Copy out the data word for word, everything from the line containing "Reviewer note: confirm that each instance of the wall sconce" down to the line containing "[(613, 302)]", with both of those lines included.

# [Provided entries]
start

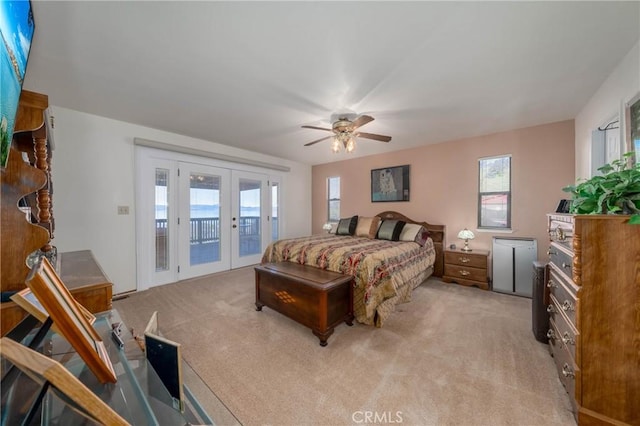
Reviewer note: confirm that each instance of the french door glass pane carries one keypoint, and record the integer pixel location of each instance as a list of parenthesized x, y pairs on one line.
[(204, 218), (250, 234), (161, 215), (274, 211)]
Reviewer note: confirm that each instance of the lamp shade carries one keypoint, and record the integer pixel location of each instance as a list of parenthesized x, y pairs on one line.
[(465, 234)]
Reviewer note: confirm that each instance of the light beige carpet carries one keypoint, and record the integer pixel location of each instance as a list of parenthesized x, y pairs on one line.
[(453, 356)]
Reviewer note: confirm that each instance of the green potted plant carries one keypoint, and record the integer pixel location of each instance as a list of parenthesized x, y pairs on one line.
[(616, 191)]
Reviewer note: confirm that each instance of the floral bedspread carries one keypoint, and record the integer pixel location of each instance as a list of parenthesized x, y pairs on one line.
[(385, 272)]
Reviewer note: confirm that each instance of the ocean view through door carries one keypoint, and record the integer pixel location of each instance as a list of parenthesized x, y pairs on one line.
[(248, 217), (194, 219), (204, 220)]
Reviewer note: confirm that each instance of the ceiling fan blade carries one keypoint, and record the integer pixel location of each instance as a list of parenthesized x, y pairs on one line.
[(361, 121), (380, 138), (317, 128), (316, 141)]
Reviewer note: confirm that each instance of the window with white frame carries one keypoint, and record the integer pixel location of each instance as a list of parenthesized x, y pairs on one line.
[(333, 199), (494, 192)]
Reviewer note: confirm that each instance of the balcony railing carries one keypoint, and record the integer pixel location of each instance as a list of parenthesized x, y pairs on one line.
[(207, 229)]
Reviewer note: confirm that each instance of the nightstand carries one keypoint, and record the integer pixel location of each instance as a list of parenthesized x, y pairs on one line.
[(467, 267)]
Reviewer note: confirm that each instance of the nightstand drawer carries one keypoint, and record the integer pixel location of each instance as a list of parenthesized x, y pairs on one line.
[(466, 272), (465, 259)]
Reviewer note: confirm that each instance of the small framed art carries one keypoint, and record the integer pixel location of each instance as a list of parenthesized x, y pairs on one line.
[(70, 320), (390, 184)]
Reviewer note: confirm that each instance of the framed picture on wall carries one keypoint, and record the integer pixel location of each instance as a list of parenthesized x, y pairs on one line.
[(632, 131), (390, 184)]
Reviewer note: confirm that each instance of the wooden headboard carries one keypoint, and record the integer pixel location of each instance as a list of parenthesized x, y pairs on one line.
[(437, 235)]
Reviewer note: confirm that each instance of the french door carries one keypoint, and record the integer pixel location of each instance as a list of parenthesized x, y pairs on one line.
[(249, 218), (204, 220), (195, 219)]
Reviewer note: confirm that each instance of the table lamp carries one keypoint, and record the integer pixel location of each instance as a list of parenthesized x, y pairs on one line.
[(466, 235)]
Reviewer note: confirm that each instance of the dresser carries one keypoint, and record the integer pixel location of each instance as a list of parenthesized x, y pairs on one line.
[(594, 309), (467, 267)]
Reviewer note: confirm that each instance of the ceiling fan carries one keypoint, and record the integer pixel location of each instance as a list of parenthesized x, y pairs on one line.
[(345, 132)]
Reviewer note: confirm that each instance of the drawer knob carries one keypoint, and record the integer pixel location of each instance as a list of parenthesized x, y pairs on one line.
[(566, 338), (567, 371)]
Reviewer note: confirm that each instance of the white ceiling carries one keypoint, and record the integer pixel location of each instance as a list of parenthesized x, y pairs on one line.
[(249, 74)]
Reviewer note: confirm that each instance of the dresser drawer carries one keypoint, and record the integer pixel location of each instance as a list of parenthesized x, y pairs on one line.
[(465, 259), (565, 365), (465, 272), (564, 294), (565, 330), (562, 258)]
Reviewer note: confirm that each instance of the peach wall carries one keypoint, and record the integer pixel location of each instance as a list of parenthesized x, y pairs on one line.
[(444, 182)]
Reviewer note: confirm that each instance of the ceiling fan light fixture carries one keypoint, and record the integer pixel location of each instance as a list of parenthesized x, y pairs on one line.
[(344, 129), (351, 144), (335, 145)]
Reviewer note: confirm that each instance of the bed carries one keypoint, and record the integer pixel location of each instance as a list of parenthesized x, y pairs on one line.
[(385, 272)]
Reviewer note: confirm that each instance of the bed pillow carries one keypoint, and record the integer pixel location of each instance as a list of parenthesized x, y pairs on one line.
[(390, 230), (414, 232), (367, 226), (347, 226)]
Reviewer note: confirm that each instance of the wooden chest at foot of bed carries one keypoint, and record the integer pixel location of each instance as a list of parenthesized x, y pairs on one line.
[(313, 297)]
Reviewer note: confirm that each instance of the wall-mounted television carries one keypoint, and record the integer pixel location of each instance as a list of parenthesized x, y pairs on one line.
[(16, 32)]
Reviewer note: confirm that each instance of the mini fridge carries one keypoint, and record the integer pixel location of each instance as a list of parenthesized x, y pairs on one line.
[(512, 259)]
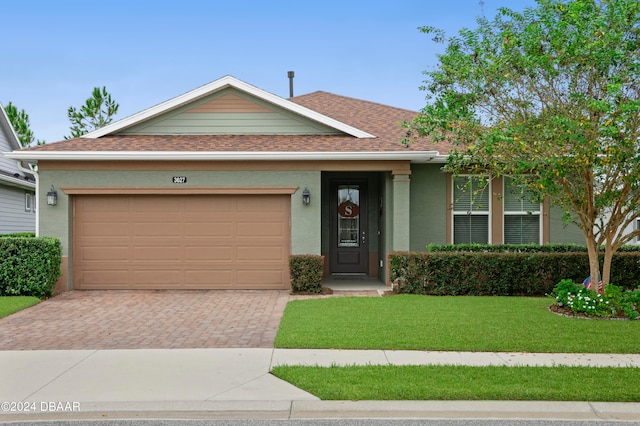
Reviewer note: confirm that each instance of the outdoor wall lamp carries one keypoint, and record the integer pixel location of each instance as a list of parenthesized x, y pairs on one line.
[(306, 197), (52, 197)]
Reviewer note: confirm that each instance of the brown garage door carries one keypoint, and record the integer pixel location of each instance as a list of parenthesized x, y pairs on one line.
[(181, 242)]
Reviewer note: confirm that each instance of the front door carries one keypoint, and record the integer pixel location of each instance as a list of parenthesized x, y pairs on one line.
[(349, 240)]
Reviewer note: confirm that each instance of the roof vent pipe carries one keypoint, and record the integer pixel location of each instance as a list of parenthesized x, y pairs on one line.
[(290, 74)]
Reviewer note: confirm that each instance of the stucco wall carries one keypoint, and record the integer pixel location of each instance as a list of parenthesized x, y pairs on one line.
[(428, 206), (561, 232)]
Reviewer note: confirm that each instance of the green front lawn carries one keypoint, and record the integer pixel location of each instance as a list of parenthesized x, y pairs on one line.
[(458, 323), (12, 304), (377, 382), (449, 323)]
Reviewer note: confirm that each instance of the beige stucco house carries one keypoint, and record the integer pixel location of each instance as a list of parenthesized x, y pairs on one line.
[(217, 187)]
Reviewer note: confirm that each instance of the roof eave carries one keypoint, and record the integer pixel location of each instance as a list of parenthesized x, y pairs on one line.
[(17, 182), (35, 156)]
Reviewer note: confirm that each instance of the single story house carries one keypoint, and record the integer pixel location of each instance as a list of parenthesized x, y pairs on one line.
[(217, 187), (17, 185)]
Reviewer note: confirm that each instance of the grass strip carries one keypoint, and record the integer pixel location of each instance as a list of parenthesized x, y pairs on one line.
[(375, 382), (456, 323), (12, 304)]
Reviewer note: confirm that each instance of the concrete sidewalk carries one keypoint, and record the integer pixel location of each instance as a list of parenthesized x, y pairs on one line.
[(235, 383)]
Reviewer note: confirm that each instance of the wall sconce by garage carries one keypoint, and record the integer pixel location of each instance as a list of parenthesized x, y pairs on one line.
[(52, 197), (306, 197)]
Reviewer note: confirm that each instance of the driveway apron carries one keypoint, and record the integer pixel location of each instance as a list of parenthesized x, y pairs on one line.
[(147, 319)]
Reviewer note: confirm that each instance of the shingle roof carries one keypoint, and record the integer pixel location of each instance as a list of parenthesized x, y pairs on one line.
[(376, 119)]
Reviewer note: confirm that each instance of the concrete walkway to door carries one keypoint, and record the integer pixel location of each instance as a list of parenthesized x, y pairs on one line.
[(147, 319)]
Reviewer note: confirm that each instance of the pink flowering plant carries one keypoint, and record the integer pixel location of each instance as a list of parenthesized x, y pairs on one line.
[(613, 302)]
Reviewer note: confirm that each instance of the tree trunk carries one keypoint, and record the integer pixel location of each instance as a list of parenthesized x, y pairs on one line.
[(606, 266), (594, 263)]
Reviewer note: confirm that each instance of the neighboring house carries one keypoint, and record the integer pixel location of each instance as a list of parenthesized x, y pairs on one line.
[(207, 190), (17, 188)]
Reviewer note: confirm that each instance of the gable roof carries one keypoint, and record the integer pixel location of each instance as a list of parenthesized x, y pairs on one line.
[(10, 174), (216, 86), (366, 130)]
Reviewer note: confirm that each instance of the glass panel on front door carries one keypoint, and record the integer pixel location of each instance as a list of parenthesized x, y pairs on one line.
[(348, 215)]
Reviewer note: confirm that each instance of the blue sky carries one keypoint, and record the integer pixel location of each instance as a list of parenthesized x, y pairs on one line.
[(55, 52)]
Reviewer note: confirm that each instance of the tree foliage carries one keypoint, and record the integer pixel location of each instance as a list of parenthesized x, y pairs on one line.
[(97, 112), (20, 122), (550, 96)]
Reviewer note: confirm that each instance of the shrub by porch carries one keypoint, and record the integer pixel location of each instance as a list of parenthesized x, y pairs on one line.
[(501, 270)]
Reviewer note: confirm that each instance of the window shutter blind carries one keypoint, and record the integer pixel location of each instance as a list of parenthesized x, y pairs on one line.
[(469, 229), (470, 197), (522, 229)]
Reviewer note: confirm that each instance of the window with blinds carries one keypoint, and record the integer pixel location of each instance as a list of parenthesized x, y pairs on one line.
[(521, 215), (471, 210)]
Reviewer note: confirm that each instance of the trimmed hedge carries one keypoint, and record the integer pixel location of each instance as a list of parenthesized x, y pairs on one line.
[(19, 234), (522, 248), (29, 266), (500, 273), (306, 273)]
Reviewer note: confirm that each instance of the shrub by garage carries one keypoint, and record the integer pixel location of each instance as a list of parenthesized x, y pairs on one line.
[(29, 266), (306, 273)]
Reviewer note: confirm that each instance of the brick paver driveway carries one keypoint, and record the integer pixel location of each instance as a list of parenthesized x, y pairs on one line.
[(123, 319)]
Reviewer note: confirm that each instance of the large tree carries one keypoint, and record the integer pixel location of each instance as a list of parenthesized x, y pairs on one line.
[(20, 122), (97, 112), (551, 97)]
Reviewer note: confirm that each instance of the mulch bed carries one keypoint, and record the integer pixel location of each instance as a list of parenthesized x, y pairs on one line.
[(567, 312)]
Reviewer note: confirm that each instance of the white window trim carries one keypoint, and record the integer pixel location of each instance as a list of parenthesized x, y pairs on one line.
[(28, 202), (506, 212), (487, 213)]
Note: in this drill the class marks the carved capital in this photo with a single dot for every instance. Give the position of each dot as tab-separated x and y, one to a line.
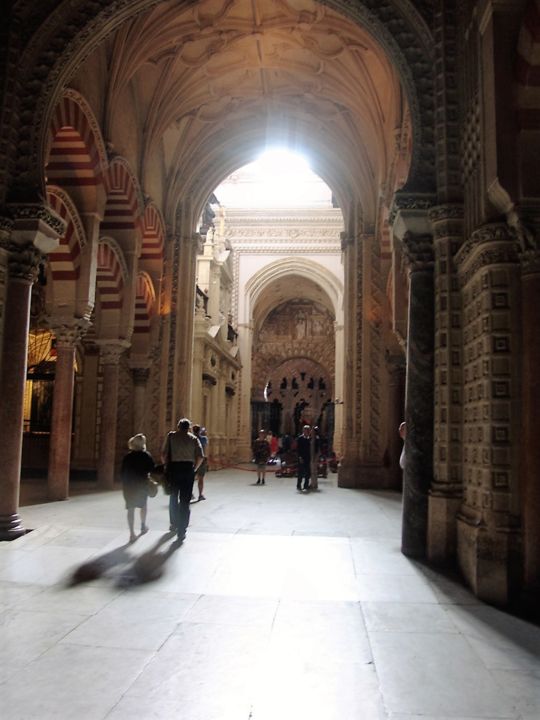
67	331
23	260
447	221
492	244
37	224
418	252
410	206
110	351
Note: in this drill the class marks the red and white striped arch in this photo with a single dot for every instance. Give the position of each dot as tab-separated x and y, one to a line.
124	200
528	67
110	276
145	299
65	261
76	153
153	234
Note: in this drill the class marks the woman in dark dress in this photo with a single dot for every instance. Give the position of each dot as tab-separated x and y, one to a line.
134	473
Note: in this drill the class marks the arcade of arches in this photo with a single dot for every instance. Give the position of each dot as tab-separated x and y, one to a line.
130	295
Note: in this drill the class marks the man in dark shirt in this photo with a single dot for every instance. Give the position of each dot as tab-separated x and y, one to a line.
303	446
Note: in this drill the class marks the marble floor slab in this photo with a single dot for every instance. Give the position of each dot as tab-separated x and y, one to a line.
278	606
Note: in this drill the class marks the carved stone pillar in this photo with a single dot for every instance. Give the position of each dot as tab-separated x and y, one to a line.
67	335
189	248
487	527
530	424
446	491
110	352
140	375
418	472
353	322
396	414
33	231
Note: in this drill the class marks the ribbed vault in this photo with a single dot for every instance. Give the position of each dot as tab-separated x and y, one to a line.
210	77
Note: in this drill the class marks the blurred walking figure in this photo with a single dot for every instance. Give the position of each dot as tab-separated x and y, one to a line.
314	453
200	433
134	475
182	453
261	453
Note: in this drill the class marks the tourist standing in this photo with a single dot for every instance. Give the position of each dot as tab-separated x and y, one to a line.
134	475
261	453
182	453
303	448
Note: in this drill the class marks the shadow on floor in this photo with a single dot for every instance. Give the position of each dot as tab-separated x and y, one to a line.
125	569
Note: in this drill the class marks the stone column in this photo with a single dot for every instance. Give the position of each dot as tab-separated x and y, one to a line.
140	375
22	271
67	335
31	231
418	473
530	426
110	352
447	488
396	415
189	248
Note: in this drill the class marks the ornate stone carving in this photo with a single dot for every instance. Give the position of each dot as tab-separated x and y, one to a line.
24	212
418	252
530	262
23	261
68	331
110	351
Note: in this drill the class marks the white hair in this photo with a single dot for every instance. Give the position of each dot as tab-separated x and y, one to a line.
137	442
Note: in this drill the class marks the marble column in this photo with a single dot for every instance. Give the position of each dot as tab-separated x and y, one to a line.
140	375
447	489
530	447
67	335
23	263
110	352
418	473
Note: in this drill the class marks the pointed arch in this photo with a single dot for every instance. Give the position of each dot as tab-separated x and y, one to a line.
65	261
76	154
124	208
145	300
111	274
153	229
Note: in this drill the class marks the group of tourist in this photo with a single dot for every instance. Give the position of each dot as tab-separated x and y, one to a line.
308	447
184	459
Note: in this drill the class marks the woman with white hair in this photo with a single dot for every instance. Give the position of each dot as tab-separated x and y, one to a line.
134	473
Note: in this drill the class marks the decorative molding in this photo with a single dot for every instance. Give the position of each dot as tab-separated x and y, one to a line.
111	351
31	212
418	252
420	202
530	262
492	244
23	260
67	331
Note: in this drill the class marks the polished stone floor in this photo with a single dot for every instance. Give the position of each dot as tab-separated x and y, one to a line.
279	605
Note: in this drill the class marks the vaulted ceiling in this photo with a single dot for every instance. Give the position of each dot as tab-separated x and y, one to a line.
217	80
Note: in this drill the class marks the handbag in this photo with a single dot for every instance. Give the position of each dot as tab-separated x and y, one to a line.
152	487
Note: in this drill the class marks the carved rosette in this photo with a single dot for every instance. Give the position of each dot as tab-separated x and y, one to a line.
418	252
68	332
530	262
111	351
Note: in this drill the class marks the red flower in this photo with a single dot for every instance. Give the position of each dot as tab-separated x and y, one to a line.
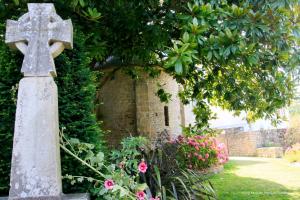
109	184
143	167
140	195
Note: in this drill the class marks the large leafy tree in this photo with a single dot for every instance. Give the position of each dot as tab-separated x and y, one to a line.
236	54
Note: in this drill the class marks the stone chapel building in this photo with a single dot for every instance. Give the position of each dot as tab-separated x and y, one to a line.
131	107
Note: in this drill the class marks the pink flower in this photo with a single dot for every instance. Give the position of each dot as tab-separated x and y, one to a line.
109	184
143	167
140	195
156	198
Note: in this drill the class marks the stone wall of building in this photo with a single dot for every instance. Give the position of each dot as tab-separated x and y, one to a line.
153	116
241	143
117	108
131	107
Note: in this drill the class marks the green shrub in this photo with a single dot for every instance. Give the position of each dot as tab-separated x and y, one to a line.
200	152
292	154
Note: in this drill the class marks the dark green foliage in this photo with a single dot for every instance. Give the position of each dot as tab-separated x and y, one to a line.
76	90
10	63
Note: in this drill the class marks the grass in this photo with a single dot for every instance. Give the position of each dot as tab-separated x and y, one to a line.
257	179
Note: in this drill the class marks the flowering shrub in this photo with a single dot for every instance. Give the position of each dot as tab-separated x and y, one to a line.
200	152
292	154
135	172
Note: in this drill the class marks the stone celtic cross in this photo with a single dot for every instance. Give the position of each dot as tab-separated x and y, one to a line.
40	35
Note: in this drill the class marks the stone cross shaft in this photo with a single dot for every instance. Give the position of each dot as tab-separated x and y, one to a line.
40	35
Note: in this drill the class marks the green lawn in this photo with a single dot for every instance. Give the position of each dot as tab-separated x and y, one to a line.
248	178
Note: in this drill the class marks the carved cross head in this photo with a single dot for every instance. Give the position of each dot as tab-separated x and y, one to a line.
40	35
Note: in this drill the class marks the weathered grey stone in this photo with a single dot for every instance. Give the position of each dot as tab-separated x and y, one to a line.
35	168
83	196
40	35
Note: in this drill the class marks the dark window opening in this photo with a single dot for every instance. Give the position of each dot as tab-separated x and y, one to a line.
166	114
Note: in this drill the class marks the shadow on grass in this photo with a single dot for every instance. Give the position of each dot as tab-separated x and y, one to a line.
234	163
230	186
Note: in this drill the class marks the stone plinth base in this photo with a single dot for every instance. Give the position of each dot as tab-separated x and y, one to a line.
65	197
269	152
35	169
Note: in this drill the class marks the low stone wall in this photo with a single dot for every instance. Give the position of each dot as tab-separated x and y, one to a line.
246	143
270	152
240	144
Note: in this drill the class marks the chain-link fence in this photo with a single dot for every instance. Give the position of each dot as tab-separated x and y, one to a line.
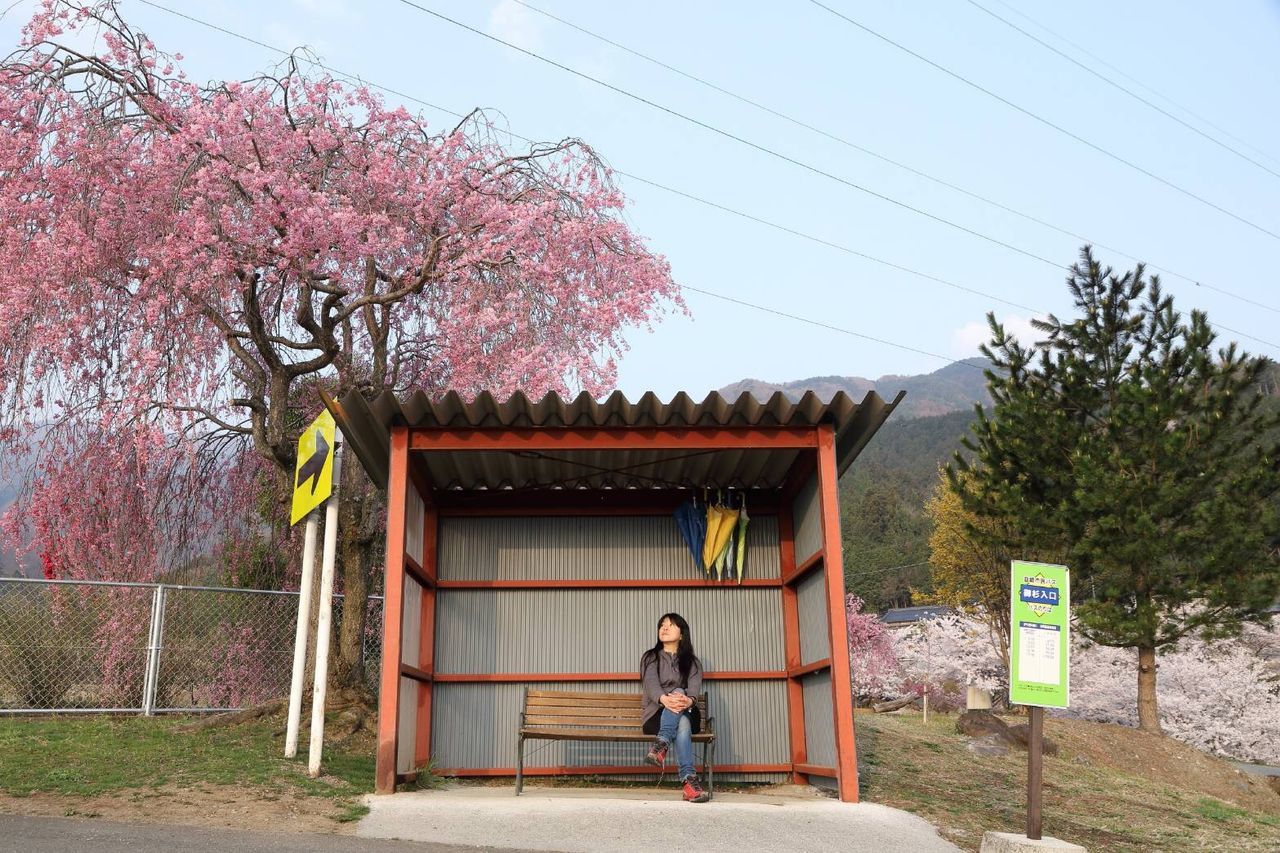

end

# [Full response]
Reviewer note: confirm that each instance of the wall sconce by garage carries one keypoint, and record the integer pixel location of each instance as a list of parenthesized x, y pairs on one line.
[(52, 197), (306, 197)]
Reviewer note: confirm that each instance of the driveway apron carries one keypoint, and record the integer pixel location of each instance as a list of parenthesized x, y pairs on one line.
[(147, 319)]
Reviewer note: confirm that each instance of the shingle roof carries one keypoint, and record the integer pixel location of each instance as a list of parenthesized x, y pairs on one line.
[(376, 119)]
Reviewer note: confirm that each instance of the concrete walkway to door carries one keypoint, and record the integer pixel location of each instance as a list of parenthesized x, y pairs on one line.
[(147, 319)]
Reviewer note: confirm that each instance of the pink flowering plant carries one keypoint, and record the integer pixel location of each instance as a list of parenthesized x, y pairs on one line.
[(613, 302)]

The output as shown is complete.